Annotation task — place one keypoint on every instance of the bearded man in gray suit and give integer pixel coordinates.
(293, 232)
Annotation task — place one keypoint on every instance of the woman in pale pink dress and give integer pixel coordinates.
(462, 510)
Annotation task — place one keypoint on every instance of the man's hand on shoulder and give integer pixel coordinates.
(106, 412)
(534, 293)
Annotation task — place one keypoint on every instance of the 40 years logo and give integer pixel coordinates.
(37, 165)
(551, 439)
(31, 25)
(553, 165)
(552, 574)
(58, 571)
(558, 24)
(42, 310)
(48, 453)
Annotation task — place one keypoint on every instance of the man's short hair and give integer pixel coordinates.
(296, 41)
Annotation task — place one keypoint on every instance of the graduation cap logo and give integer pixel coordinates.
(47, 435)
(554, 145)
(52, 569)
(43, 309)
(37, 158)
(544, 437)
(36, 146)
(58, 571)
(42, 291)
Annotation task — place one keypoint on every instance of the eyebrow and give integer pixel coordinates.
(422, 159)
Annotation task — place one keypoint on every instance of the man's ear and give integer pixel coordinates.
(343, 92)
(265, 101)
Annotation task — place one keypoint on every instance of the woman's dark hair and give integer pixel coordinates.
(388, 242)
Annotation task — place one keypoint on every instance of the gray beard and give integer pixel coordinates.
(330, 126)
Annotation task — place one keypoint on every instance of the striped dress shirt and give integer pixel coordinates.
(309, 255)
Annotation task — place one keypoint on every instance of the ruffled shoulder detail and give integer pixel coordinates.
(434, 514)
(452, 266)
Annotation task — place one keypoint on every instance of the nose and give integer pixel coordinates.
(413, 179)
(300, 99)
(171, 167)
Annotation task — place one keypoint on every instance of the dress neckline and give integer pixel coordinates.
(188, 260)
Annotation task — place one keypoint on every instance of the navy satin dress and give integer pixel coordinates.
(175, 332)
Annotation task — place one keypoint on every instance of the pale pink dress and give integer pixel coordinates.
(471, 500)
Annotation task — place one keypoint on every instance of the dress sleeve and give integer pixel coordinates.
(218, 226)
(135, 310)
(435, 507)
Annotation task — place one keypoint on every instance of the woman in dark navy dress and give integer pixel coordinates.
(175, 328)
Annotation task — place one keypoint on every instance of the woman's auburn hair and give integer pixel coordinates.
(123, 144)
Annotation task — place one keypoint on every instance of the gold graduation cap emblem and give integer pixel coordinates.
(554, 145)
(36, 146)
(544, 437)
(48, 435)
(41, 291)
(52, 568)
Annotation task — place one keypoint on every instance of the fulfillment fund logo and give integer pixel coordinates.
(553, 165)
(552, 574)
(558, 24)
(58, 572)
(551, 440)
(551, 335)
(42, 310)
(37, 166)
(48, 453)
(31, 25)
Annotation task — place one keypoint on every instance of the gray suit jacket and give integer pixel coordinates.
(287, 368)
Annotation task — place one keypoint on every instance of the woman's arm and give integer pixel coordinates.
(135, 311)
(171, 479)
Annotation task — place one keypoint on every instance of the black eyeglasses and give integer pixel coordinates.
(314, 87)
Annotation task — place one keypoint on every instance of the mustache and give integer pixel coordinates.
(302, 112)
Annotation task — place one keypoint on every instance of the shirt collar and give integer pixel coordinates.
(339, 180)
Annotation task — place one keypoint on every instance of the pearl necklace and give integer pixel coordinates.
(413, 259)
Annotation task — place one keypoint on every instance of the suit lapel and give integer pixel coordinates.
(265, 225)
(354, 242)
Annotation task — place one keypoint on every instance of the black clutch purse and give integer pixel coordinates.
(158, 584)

========================

> _Instructions for the task_
Write the material out again word for word.

> _Answer to the exercise_
Annotation task — place one keypoint on every instance of the bearded man in gray suit and give integer pixel coordinates.
(293, 232)
Annotation task — place one keypoint on every instance of the woman in pale pink dress and give integer pixel coordinates.
(462, 510)
Annotation task — place one keypoint on every instance of the man's hand on shoulder and give integer pixel coordinates.
(106, 412)
(534, 293)
Annotation task — place one keypoint on every instance of the 40 years logo and give integer pixel coordinates.
(37, 165)
(551, 439)
(31, 25)
(553, 165)
(552, 574)
(58, 571)
(558, 24)
(42, 310)
(48, 453)
Annotation task — place one keypoint on every instance of the man's short hair and give integer pixel coordinates.
(296, 41)
Annotation task — place one keypoint on every instance of the graduation cap logo and give integer pixel coordinates.
(47, 435)
(554, 145)
(52, 569)
(43, 309)
(37, 158)
(544, 437)
(36, 146)
(58, 571)
(42, 291)
Annotation task — place one keypoint on every instance of the eyebrow and give integer pixel coordinates.
(422, 159)
Annotation task — place one keypoint on every instance of the man's ear and give integer pixel coordinates.
(343, 92)
(265, 101)
Annotation task — place one keypoint on every instance of the woman's dark hair and give integer pixel coordinates.
(388, 242)
Annotation task — place one keypoint on every instance of the gray beard and give integer pixel coordinates.
(330, 126)
Annotation task — place one keypoint on every instance of the striped dress shirt and give integer pixel coordinates.
(309, 255)
Annotation task — place one keypoint on every instance of the ruffled shoulder detail and give integer pixel coordinates.
(434, 514)
(452, 266)
Annotation task — place one keypoint on every instance of the nose and give integer pixel coordinates.
(413, 179)
(300, 99)
(171, 167)
Annotation task — place one keypoint on every instance of the dress neckline and give integer pixel coordinates.
(188, 260)
Annotation task — place one keypoint on every instance of the navy satin dress and give integer pixel coordinates.
(175, 332)
Annotation task — place one keypoint on every instance of the pale pink dress and give integer pixel coordinates.
(471, 500)
Annotation task — place one keypoint on every instance of the dress sleeve and give integer pixel coordinates.
(218, 226)
(135, 310)
(435, 507)
Annotation task — place one keypoint on every instance of the woman in dark navy dress and give integer pixel coordinates.
(175, 328)
Annotation task — place one keypoint on every instance of the woman's auburn hair and give integer pixel coordinates.
(123, 144)
Annotation task — place one keypoint on every instance of the gold graduation cap emblem and give integer pixel coordinates.
(554, 145)
(36, 146)
(544, 437)
(48, 435)
(41, 291)
(52, 568)
Annotation task — place one keypoint on every instance of the fulfillment fund logo and give integer pixel coordinates.
(553, 165)
(552, 574)
(558, 24)
(58, 572)
(551, 440)
(551, 335)
(42, 310)
(37, 166)
(48, 453)
(31, 25)
Annotation task — place one keypoint on every instance of the gray suit jacket and give integer pixel coordinates.
(287, 368)
Annotation task — place one keypoint on every instance of the woman's arm and give integer pixel coordinates.
(135, 311)
(171, 479)
Annotation task — place one keypoint on every instance of the black eyeglasses and give integer pixel coordinates.
(314, 87)
Annotation task — place one keypoint on every instance of the mustache and give integer pixel coordinates.
(302, 112)
Annotation task — place one keypoint on every instance of the shirt collar and give integer pixel coordinates.
(339, 180)
Annotation task — place one keypoint on every instance of the pearl necklace and give integer pixel coordinates.
(413, 259)
Annotation task — place one keypoint on every instance of the suit lapel and give integer pixel coordinates.
(265, 225)
(354, 242)
Annotation task — place one keypoint on every instance of the black clutch purse and give integer pixel coordinates.
(158, 584)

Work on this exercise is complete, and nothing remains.